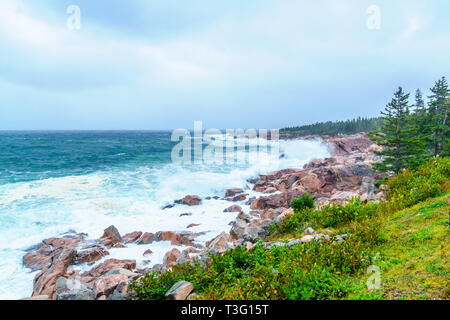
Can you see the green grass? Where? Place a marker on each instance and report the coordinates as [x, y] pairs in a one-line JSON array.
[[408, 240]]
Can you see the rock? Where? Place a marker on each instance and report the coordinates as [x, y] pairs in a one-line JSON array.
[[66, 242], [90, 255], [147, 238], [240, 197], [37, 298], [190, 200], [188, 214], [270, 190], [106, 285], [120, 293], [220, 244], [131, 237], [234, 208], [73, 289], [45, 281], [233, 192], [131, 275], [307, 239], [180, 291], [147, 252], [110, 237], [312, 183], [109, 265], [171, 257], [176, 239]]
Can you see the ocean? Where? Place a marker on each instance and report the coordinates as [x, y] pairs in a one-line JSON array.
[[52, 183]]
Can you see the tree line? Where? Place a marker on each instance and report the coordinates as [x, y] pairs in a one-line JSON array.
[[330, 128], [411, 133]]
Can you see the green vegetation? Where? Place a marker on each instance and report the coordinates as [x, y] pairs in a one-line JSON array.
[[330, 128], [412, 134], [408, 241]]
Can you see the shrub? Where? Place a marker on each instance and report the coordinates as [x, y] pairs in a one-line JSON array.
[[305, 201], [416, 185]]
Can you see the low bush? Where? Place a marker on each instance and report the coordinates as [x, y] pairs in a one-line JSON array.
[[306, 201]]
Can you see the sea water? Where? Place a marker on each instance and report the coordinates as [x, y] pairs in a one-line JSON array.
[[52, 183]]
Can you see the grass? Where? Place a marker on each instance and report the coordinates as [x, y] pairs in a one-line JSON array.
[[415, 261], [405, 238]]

What is asked:
Retype the rows beginning at the line that contains "Can you see the ocean?" and ending after the line that contains "[[330, 128], [411, 133]]", copying each line unchanged.

The completed task:
Can you see the ocean? Where? Place a marker on each instance and report the coordinates as [x, y] pairs in a one-line JSON array.
[[52, 183]]
Can you see the tree line? Where? Place a marker on each instance and report the coordinates as [x, y] pairs in a one-line JSON array.
[[330, 128], [411, 133]]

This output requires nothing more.